**WHAT IS BEING ASKED:**
Every record that appears below should be transcribed exactly.

───── GIVEN RECORDS ─────

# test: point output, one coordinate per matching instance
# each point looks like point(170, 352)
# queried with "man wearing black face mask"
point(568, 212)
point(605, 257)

─────

**ANSWER SPACE:**
# test: point output, one coordinate per matching instance
# each point looks like point(170, 352)
# queried with "man wearing black face mask"
point(568, 212)
point(605, 257)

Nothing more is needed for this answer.